§ Task statement
Without the pictures, copy all of the data exactly.

§ Source records
[Start of section]

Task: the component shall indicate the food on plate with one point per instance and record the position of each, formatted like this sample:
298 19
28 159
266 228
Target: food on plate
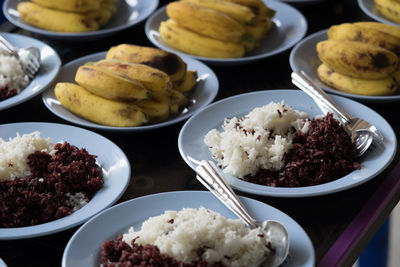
189 237
98 109
276 145
110 84
361 58
12 78
389 9
384 86
170 63
133 86
67 16
358 60
228 29
41 181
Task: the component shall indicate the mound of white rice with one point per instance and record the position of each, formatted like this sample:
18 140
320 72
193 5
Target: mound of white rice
14 153
259 140
183 234
11 72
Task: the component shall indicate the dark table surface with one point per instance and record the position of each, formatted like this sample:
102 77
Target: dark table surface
158 167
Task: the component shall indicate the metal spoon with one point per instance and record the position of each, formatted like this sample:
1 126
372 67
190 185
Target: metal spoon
359 130
275 232
29 58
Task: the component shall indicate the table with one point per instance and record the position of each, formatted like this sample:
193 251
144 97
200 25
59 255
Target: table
339 225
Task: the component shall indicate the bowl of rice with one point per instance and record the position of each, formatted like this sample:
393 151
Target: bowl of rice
15 86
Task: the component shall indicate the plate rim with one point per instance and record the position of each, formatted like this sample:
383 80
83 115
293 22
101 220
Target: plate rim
56 226
280 191
362 98
180 193
78 36
144 128
371 14
15 100
230 61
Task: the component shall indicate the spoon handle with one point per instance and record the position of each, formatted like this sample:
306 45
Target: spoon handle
325 103
209 176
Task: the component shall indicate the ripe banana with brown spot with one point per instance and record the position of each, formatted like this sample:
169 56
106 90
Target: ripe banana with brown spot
353 32
205 21
389 9
55 20
187 83
358 60
240 13
98 109
378 87
168 62
196 44
151 78
110 85
79 6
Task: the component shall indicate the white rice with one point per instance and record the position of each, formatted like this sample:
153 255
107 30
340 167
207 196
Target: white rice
182 234
259 140
11 72
14 153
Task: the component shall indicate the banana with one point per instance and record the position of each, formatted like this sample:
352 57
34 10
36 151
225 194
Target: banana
55 20
168 62
205 21
151 78
389 29
352 32
101 16
187 83
389 9
358 60
379 87
110 85
79 6
240 13
98 109
196 44
157 111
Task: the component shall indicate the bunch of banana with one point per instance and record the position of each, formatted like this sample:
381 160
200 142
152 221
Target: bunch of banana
361 58
125 90
215 28
67 15
389 9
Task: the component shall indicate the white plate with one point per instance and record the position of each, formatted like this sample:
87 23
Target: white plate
191 139
49 68
203 94
83 249
114 163
129 13
289 27
304 57
368 7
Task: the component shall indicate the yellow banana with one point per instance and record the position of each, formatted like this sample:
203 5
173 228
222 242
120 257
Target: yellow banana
98 109
240 13
205 21
55 20
352 32
168 62
389 29
157 111
110 85
389 9
151 78
385 86
196 44
187 83
358 60
79 6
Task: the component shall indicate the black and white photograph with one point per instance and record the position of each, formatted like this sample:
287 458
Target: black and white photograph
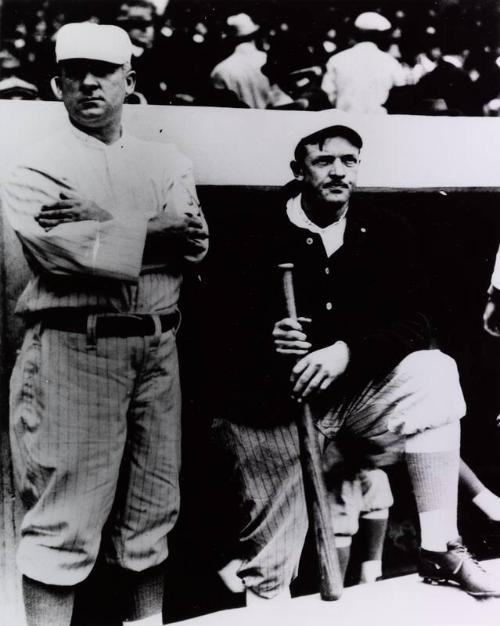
250 312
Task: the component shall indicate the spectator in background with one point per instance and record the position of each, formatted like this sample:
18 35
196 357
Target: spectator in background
149 56
492 311
241 72
14 78
360 78
449 83
295 77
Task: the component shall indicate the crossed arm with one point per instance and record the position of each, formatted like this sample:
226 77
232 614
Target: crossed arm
186 231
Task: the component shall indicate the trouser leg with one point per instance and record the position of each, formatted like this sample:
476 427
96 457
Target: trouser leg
68 430
272 527
47 605
147 502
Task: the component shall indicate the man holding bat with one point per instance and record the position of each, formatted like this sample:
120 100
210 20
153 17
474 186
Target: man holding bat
362 357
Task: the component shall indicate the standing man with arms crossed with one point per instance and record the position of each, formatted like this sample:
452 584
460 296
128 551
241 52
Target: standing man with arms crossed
362 356
107 222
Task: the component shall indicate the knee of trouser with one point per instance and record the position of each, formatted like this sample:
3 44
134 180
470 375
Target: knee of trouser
65 561
345 506
430 370
427 393
376 489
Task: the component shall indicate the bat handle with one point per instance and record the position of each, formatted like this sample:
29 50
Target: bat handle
287 278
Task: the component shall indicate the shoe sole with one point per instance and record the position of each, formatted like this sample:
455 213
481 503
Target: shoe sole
452 583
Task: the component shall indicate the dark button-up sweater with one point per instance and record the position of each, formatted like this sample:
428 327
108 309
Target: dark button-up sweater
369 294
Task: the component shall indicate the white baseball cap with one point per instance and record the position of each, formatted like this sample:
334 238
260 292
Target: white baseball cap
372 21
242 25
97 42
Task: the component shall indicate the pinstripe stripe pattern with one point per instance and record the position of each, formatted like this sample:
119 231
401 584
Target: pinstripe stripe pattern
95 430
423 391
77 417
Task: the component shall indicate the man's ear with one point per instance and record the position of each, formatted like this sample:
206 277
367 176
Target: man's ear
130 82
297 170
55 84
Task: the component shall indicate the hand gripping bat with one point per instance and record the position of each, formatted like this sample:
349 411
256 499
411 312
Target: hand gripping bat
331 582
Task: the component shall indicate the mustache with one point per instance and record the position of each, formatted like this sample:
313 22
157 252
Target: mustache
334 183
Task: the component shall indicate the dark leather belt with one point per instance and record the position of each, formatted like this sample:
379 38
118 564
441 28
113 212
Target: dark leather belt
110 324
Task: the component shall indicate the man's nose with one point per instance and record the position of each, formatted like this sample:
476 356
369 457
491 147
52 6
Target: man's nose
337 168
89 79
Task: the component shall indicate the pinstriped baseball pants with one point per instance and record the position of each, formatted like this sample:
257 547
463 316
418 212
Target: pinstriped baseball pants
422 392
95 434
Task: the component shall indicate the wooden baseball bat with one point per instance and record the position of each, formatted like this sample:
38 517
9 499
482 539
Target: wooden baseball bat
331 581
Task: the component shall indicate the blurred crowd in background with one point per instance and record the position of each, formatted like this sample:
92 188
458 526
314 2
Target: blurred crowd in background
426 57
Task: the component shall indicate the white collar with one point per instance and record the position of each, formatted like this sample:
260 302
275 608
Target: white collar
297 216
93 142
332 236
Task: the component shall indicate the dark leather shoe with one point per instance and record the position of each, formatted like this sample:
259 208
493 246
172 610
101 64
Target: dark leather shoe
457 566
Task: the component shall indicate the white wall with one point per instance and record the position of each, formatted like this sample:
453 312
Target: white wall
251 147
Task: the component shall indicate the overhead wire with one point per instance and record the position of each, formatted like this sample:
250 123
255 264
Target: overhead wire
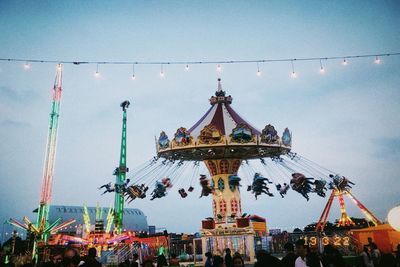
197 62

[End of section]

§ Written answer
Task: the component shall indicate the food on plate with one point per instance and record the position of each, formatted like this sample:
298 19
28 159
266 228
Target: food on plate
189 237
98 109
276 145
110 84
361 58
12 78
389 9
384 86
170 63
133 86
67 16
358 60
228 29
41 181
Task: the component shall indicate the mound of white rice with one point per instance and record the position of each, formatted like this sample:
18 140
320 72
193 5
Target: mound of white rice
14 153
259 140
183 234
11 72
Task: the component shall indicate the dark table surface with one point per instance and record the position of each, formatted like this sample:
102 77
Target: dark table surface
158 167
Task: the component shall indicate the metal spoon with one point per instance and record the position of each, formatted like this sample:
1 126
372 67
190 185
Target: metal spoon
359 130
275 232
29 58
Task: the component shall indicate the table with one point per instance and record the position of each, formatted like this sample:
193 251
144 97
200 25
59 255
Target: table
339 225
Task: the component shall indicate the bowl of rice with one point per instance and record the position of each, formatted like this sample:
393 151
Target: bowl of rice
15 86
Task: the component shall indicate the plate rim with one point per instance and record the position of each, formatted like this sample:
383 80
83 115
293 22
101 220
Target: plate rim
56 226
280 191
362 98
180 193
78 36
144 128
371 14
15 100
230 61
Task: the component shall indicate the spoon handle with one point per instance and record the position of each, formatted like this sample:
306 45
Target: spoon handle
325 103
209 176
Task: the component shall indicate the ripe banana with brown spot with one point per instance and record the position of each, formatted like this sample:
169 56
106 90
Target: ripe banana with brown spot
353 32
205 21
389 9
55 20
187 83
358 60
240 13
98 109
378 87
168 62
196 44
151 78
110 85
79 6
Task: the component shall indicate the white rice with one point per instance and record the position of each, formatted like this sample:
153 255
107 30
340 167
207 196
Target: white rice
182 234
259 140
11 72
14 153
Task: the component shall indicate the banana with one point per instance and record the position of each, formatted like this sample:
352 57
34 10
36 151
225 194
Target: banana
55 20
168 62
205 21
151 78
389 29
352 32
101 16
187 83
389 9
358 60
379 87
110 85
79 6
240 13
98 109
196 44
157 111
Task: the component shall indicate the bunch of banana with one point per instance and record the position of each, formatted like this sample:
381 160
200 142
152 221
Target: bunch of banana
361 58
125 90
215 28
67 15
389 9
Task: the component shall indicate the white plate with one point per instance and record the position of each, formatted like this sample:
87 23
Target: white plate
191 139
49 68
203 94
83 249
114 163
129 13
289 27
304 57
368 7
Task: the component shall indicate the yellow banana with one point per instance and record the position of each, formatted like this sample:
203 5
173 228
222 242
120 257
Target: yellow banana
98 109
240 13
205 21
55 20
352 32
168 62
389 29
157 111
110 85
389 9
151 78
385 86
196 44
187 83
358 60
79 6
Task: the component shall indicate the black and white photograph with one point per instance and record the position of each, formatted like this sample:
287 458
Target: black and white photograph
250 312
Task: the component shall indicate the spectator in background with one point per instance and record the position of each, formatted like this sample:
18 35
196 357
Target: spectator in background
149 56
492 311
241 72
14 78
360 78
449 83
295 77
Task: the component shall indicate the crossed arm with one point per instance and record the position of each, formatted like this sample:
226 77
232 614
Target: crossed arm
186 231
Task: the component shall indicate the trouser leg with one point per instance and record the position of each, formatted like this sample:
476 427
96 457
Target: trouser leg
68 430
272 527
47 605
147 502
Task: the component shall indicate the man holding bat with one point per instance and record the position of each, formatted like this sample:
120 100
210 20
153 17
474 186
Target: man holding bat
362 357
Task: the component shall indicate the standing man with arms crossed with one point per instance and record the position of each, formatted like this sample:
452 584
460 296
128 551
241 52
Target: standing man with arms crossed
362 356
107 222
Task: the component shall indicate the knee of trouser with one point per instance and record the position of each, formatted like this sample:
3 44
134 180
470 375
Target: knee of trouser
65 561
345 506
430 370
427 393
376 489
Task: the component shall indicate the bat handle with one point per instance and record the position of each, formatted like this sample:
29 50
Target: bat handle
287 278
Task: the component shall indicate the shoe sole with one point per instance and record the position of each, formatted like this sample:
455 213
481 503
Target: shoe sole
452 583
Task: the component shall indicate the dark button-up sweater with one point per instance and record the position of each, formatted like this sample:
428 327
108 309
Target: dark button-up sweater
369 294
Task: the component shall indicate the white baseball cap with one point per instance and record the position of each, formatted like this sample:
334 238
260 292
Target: white baseball cap
372 21
242 25
97 42
Task: the component shall indicate the pinstripe stripe pattern with one point per instance and record the position of each, formatted like this sample:
119 231
401 584
Target: pinstripe stripe pattern
95 430
423 391
77 417
Task: the component shall indicate the man's ear with one point per instance and record the position of each, formatted like this sample:
206 277
367 176
Target: man's ear
130 82
297 170
55 84
Task: the component shall indicate the hand gripping bat with one point per instance and record the position of each, formatted like this sample:
349 411
256 499
411 312
Target: hand gripping bat
331 582
Task: the component shall indicate the mustache with one point per instance and record the position of each, formatted like this sample:
313 22
157 252
Target: mustache
334 183
Task: the component shall indicate the dark leather belt with one point per instance and record the position of each, formatted like this sample:
379 38
118 564
441 28
113 212
Target: dark leather belt
110 324
Task: the component shall indicate the man's nose with one point per instance and record the position of each, formatted like this sample:
476 356
369 457
491 147
52 6
Target: man's nose
337 168
89 79
Task: the component shall indicate the pinstriped baseball pants with one point per instance and record the position of each, formatted like this sample:
257 547
463 316
418 212
Target: pinstriped baseball pants
422 392
95 434
Task: the component shall indicate the wooden baseball bat with one point per instance and record the position of each, formatted like this sample:
38 517
9 499
482 539
Target: wooden baseball bat
331 581
Task: the component shall indicate the blurred crowd in background with one point per instance and record the position of each, formatted like this sample:
92 188
458 526
314 2
Target: blurred crowd in background
426 57
Task: the component shall indicate the white collar with one point per instance and record the position of each, formatted like this sample:
260 302
275 608
Target: white collar
297 216
93 142
332 236
Task: the component shall indicate the dark leather shoe with one point per instance and record the position of each, formatted like this sample:
259 208
493 246
172 610
101 64
Target: dark leather shoe
457 566
Task: the component shall indicate the white wall with one point per instance and record the position of each, formatted like this sample:
453 312
Target: white wall
251 147
Task: the component shall indicate the overhead wire with one point per instance and record the position of each, formatted like this sample:
250 123
255 264
Target: overhead wire
197 62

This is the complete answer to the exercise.